#### Supplied material ####

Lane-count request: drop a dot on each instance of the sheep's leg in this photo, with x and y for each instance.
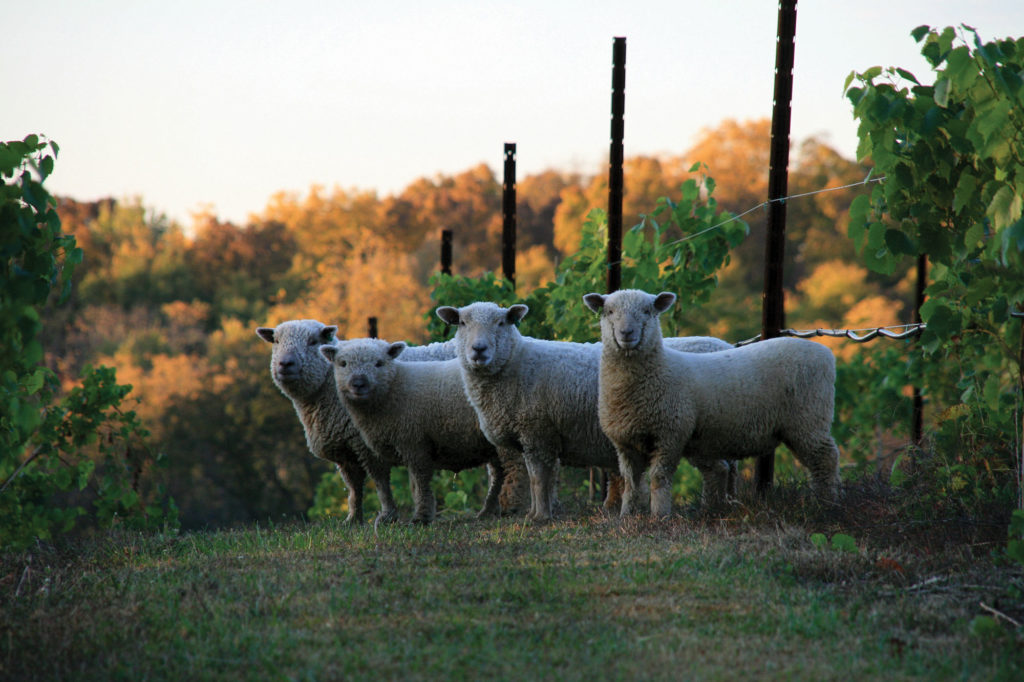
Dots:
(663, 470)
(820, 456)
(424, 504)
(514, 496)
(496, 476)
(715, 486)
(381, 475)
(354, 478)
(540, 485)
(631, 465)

####
#### Supplied material ####

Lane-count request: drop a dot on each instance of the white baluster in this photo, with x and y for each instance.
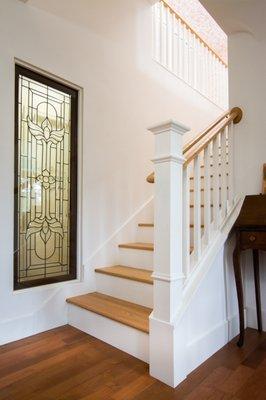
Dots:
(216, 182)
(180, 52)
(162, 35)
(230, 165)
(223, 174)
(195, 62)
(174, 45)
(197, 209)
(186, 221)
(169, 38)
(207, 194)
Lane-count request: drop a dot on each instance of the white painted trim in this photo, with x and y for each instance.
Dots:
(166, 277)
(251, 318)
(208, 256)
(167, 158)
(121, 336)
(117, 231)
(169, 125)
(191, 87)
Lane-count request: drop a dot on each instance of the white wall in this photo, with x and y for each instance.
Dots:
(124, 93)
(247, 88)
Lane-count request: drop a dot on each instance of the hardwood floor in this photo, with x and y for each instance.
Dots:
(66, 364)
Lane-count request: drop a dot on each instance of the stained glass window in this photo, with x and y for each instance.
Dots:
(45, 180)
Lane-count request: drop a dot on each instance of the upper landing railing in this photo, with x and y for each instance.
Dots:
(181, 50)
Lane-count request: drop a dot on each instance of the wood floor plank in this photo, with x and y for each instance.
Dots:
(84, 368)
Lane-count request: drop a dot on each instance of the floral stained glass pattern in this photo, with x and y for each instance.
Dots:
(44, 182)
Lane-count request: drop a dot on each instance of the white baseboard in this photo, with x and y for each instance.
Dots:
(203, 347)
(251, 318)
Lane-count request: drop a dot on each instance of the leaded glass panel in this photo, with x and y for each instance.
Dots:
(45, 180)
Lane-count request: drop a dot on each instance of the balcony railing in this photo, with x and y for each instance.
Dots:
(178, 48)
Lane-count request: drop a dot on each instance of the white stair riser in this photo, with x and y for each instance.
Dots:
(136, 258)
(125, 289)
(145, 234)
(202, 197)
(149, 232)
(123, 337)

####

• Work instructions
The required answer is the number of lines in the listing above that contain the word "railing", with nothing added.

• Solution for this task
2